EXTRAIT CHOISI
....................

Delphine, pouvez-vous nous raconter vos premières années à Singapour ?
Après 4 années à travailler dans un cabinet qui réalisait essentiellement des bureaux, j’ai eu envie de voler de mes propres ailes. Je fais un métier qui se nourrit d’expériences et je ne voulais pas être cantonnée au design de bureaux. En 2002, j’ai ouvert ma propre compagnie, avec un associé qui sortait de la même école. Nous rêvions de recréer à Singapour un Concept store à la parisienne. Nous avons ouvert nos bureaux – d’apres nous - dans une shophouse qui servait de showroom. Nous offrions nos services d’architectes d’intérieur. Nous désignions et réalisions toute une gamme de meubles, ainsi que des meubles sur mesure. Et nous distribuions des belles marques françaises pour la maison (Sabre, Garnier Thiebaut…).
Nous n’avions juste pas réalisé que Singapour n’était pas encore prête pour cela ! Après une 1ère année difficile, Nicolas, mon associé a eu l’opportunité de travailler pour Chanel. Je suis restée seule jusqu’en 2007, jusqu’au moment, où avec Guillaume, un ancien collègue, nous avons décidé de joindre nos forces. Nous avons renommé la compagnie d’apres nous D&B pour « Design & Built ». J’ai séparé les 2 activités : Service et Boutique. J’ai finalement fermé cette dernière en 2009.
La société telle qu’elle existe aujourd’hui réalise des projets clés-en-main, incluant design et travaux, et s’est développée au fil des années. Nous avons aujourd’hui un très beau portefeuille de clients, allant des bureaux, aux hôtels, F&B et résidentiel.
Quels souvenirs gardez-vous de Singapour lors de votre arrivée ? Quels sont les évènements qui vous ont le plus marqués ?
A mon arrivée à Singapour, je suis restée bouche bée devant la végétation luxuriante le long de la route. Par contre, j’ai été déçue d’arriver sur une île, où l’on n’avait aucune connexion avec la mer.
Le décès de Lee Kuan Yew en 2015, m’a énormément touchée. J’ai été frappée par cette ferveur populaire, qui était le reflet de la grandeur de l’homme. Le Tsunami en 2004 nous a également marqués, son impact sur toute la région, ainsi que les mouvements de solidarité qu’il aura fait naitre. Heureusement, il y a aussi eu des évènements plus joyeux, comme la construction d’Esplanade en 2002, qui a ouvert Singapour à la scène artistique internationale.
Quels ont été les challenges professionnels et personnels auxquels vous avez dû faire face ?
Pour le concept store, nous avons mis des années à réaliser que nous étions trop en avance. Nous amenions les nouvelles collections dès qu’elles sortaient en France. Or, le public singapourien n’était pas prêt, il avait besoin d’avoir vu dans la presse déco pendant 6 mois les nouveaux produits, avant de les vouloir. Les Singapouriens achetaient donc toujours en solde ! Nous ne perdions pas d’argent, mais ne dégagions pas de bénéfices.

....................

DONNÉES EXTRAITES
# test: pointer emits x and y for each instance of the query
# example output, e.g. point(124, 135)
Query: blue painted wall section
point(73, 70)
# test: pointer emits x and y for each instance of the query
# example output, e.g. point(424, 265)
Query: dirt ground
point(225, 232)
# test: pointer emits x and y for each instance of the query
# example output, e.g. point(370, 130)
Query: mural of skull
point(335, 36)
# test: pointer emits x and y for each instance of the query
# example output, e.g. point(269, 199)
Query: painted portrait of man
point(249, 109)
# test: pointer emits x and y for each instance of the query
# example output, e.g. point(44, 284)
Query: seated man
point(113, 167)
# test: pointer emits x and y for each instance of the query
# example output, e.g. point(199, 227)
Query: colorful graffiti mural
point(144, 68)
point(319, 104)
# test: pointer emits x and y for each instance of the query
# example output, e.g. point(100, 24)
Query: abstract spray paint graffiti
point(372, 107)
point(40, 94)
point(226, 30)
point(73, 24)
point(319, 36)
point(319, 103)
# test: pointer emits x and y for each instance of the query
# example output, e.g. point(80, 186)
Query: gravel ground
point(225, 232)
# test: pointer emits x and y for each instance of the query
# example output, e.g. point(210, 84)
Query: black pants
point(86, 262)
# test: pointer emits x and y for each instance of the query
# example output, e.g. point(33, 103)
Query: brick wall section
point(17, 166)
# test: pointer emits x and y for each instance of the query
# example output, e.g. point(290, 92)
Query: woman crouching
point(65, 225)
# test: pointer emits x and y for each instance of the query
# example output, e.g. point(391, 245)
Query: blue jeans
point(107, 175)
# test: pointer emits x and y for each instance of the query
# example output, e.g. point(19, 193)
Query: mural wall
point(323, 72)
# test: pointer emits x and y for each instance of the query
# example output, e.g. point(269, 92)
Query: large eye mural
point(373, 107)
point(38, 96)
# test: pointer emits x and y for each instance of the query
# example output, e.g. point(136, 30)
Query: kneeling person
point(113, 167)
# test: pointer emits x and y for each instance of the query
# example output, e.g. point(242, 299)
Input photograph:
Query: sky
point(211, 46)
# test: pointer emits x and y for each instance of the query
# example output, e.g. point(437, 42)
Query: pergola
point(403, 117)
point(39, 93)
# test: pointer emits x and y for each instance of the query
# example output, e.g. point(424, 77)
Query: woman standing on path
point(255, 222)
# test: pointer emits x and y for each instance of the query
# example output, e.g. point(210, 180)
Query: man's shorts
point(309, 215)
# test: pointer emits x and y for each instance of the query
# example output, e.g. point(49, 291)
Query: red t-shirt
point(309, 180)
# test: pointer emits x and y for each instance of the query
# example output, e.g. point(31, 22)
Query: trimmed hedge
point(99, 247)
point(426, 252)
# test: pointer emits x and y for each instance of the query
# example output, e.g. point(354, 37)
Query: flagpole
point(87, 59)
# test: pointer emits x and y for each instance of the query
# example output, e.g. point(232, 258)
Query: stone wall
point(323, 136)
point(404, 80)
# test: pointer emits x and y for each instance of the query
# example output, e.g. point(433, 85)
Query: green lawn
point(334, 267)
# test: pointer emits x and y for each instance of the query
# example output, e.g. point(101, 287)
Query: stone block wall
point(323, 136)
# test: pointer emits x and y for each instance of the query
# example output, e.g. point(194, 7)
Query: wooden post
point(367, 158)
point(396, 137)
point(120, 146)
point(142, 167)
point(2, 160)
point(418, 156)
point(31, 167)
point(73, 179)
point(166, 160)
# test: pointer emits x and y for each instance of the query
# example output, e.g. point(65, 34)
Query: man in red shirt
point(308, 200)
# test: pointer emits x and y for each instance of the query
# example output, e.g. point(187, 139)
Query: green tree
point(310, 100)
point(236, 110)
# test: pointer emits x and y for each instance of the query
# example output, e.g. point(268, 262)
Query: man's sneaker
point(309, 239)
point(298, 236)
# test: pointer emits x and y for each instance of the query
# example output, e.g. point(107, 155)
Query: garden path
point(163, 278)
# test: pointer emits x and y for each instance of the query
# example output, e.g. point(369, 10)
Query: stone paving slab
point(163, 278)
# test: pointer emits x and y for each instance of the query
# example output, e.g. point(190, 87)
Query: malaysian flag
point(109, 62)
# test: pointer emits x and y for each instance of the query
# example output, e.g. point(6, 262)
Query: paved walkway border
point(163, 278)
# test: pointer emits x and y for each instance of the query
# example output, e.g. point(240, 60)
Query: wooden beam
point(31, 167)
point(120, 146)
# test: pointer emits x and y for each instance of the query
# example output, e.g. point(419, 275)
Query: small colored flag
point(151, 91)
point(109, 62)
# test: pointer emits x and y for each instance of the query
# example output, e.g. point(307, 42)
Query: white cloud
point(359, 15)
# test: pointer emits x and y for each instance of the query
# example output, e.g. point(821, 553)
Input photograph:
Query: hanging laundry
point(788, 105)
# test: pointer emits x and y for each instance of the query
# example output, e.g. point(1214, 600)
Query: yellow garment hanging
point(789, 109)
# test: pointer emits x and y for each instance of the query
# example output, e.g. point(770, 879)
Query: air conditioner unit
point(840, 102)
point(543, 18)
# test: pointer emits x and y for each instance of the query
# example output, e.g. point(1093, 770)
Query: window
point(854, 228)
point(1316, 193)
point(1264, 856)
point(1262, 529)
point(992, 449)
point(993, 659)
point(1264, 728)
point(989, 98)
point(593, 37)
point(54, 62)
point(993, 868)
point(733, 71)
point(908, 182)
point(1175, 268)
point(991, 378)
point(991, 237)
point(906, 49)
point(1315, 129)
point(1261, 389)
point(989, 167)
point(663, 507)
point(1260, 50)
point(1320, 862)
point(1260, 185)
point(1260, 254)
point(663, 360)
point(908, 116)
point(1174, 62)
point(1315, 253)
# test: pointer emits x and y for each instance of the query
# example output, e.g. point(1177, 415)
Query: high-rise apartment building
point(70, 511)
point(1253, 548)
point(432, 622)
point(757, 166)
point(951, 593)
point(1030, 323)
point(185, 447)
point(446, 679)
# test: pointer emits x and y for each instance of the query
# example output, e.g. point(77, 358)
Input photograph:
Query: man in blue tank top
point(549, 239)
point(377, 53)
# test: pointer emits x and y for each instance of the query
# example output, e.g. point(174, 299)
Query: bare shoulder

....................

OBJECTIFS
• a. Reproduisez le passage de l'entretien qui débute aux mots « La société telle » et s'arrête après « avec la mer. ».
• b. Traduisez en anglais la phrase suivante de l'entretien : « A mon arrivée à Singapour, je suis restée bouche bée devant la végétation luxuriante le long de la route. »
Basez-vous seulement sur l'entretien, sans recourir aux entrées.

RÉSULTATS DE L'EXERCICE
• a.
La société telle qu’elle existe aujourd’hui réalise des projets clés-en-main, incluant design et travaux, et s’est développée au fil des années. Nous avons aujourd’hui un très beau portefeuille de clients, allant des bureaux, aux hôtels, F&B et résidentiel.
Quels souvenirs gardez-vous de Singapour lors de votre arrivée ? Quels sont les évènements qui vous ont le plus marqués ?
A mon arrivée à Singapour, je suis restée bouche bée devant la végétation luxuriante le long de la route. Par contre, j’ai été déçue d’arriver sur une île, où l’on n’avait aucune connexion avec la mer.

• b. When I arrived in Singapore, I was left speechless by the lush vegetation along the road.